Text shown >>

/---

General information
- Name: Elevenplay
- Website: elevenplay.net

Senior staff
- Director: Mikiko

= Elevenplay =

Japanese dance troupe

Elevenplay is a Japanese dance troupe noted for their incorporation of advanced technologies into their works. It is headed by director and principal choreographer Mikiko.

==Overview==
The name Elevenplay comes from the fact that Mikiko and Tomomi Yoshimura used to be in a four-member dance team in which all the members had the number eleven in their birthdays. Continuing with the theme of eleven, the troupe's first performance was on November 11, 2011.

\---

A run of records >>
/---

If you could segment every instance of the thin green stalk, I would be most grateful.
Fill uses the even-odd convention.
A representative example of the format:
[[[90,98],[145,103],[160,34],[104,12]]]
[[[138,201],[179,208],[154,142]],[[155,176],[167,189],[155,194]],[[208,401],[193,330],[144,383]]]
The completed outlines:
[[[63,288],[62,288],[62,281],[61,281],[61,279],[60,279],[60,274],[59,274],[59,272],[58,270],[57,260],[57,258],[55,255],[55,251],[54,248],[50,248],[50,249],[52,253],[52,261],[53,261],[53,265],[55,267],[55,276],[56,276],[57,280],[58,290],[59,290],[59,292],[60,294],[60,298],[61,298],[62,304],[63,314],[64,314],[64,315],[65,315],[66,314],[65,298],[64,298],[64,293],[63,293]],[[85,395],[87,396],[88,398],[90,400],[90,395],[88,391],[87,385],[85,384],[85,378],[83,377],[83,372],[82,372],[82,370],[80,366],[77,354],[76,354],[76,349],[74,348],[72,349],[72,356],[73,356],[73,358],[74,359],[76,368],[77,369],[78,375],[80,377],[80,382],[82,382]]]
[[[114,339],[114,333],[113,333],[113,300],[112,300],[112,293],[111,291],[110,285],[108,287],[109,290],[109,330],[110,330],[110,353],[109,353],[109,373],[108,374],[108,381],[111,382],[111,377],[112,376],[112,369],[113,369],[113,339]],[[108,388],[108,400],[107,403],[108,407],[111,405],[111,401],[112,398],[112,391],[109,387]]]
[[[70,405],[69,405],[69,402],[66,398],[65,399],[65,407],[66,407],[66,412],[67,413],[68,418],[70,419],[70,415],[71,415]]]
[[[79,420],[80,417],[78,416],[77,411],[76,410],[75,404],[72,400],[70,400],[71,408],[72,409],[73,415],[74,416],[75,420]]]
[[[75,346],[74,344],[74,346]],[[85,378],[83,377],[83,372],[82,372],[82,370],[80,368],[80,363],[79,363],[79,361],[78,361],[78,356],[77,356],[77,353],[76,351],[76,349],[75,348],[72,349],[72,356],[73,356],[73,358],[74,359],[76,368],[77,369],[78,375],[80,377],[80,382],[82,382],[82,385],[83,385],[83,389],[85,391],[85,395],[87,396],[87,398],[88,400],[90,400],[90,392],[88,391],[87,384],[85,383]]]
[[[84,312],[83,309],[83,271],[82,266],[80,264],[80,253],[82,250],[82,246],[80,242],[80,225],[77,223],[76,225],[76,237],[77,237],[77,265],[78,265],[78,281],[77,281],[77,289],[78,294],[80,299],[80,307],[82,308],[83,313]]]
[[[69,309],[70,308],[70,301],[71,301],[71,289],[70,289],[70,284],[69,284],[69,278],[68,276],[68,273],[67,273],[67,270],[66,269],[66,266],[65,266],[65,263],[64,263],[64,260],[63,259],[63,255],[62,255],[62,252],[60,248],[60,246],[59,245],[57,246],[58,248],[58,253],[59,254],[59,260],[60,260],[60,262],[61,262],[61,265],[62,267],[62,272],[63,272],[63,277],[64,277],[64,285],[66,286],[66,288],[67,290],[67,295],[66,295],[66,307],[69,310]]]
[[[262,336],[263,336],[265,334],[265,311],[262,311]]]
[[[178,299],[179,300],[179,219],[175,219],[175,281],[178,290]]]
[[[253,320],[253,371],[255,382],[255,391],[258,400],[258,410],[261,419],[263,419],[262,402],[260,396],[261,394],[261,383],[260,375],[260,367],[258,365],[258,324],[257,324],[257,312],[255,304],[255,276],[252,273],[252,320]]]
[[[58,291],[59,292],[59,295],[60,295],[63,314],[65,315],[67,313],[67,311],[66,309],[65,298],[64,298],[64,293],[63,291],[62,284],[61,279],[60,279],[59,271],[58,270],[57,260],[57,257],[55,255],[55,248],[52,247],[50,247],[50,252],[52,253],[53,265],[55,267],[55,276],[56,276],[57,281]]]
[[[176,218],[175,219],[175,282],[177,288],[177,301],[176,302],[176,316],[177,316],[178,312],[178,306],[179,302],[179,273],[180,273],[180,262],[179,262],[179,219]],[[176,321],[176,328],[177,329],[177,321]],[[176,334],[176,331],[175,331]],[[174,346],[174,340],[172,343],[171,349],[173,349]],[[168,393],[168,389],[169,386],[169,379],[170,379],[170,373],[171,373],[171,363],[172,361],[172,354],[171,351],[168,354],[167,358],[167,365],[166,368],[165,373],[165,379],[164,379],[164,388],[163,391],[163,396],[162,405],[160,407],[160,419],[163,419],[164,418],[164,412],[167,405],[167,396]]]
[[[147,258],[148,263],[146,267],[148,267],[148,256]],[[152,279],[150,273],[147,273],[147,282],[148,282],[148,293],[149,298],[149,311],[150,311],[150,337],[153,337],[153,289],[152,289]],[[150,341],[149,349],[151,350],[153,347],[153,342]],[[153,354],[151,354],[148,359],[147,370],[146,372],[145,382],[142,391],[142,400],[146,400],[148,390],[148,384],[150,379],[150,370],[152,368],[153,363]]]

\---

Problems to solve >>
1 > List every labeled field, with its value, that appears under "General information" and "Senior staff" in the Elevenplay text.
2 > According to the Elevenplay text, on what date did the troupe give its first performance?
3 > Carry on the Elevenplay text from its last sentence.

Expected answers >>
1 >
- Name: Elevenplay
- Website: elevenplay.net
- Director: Mikiko

2 > November 11, 2011.

3 >
In 2015, Elevenplay collaborated with Rhizomatiks to produce a piece called Shadow, which used three drones, a spotlight, and a dancer. Elevenplay worked with Rhizomatiks again to produce the show Pulse for the Festival Internacional Cervantino in Mexico. The piece made use of projection-mapping, both on the background and on the dancers. They also collaborated individually with Rhizomatiks director Daito Manabe to create a technology-enhanced show called Drone-Augmented Amazingness, which used three drones and a projection-mapped backdrop. In the piece, the dancers direct the drones at first, but by the end, the drones replace the dancers.

The members of Elevenplay have choreographed for many artists, such as @onefive and Passcode.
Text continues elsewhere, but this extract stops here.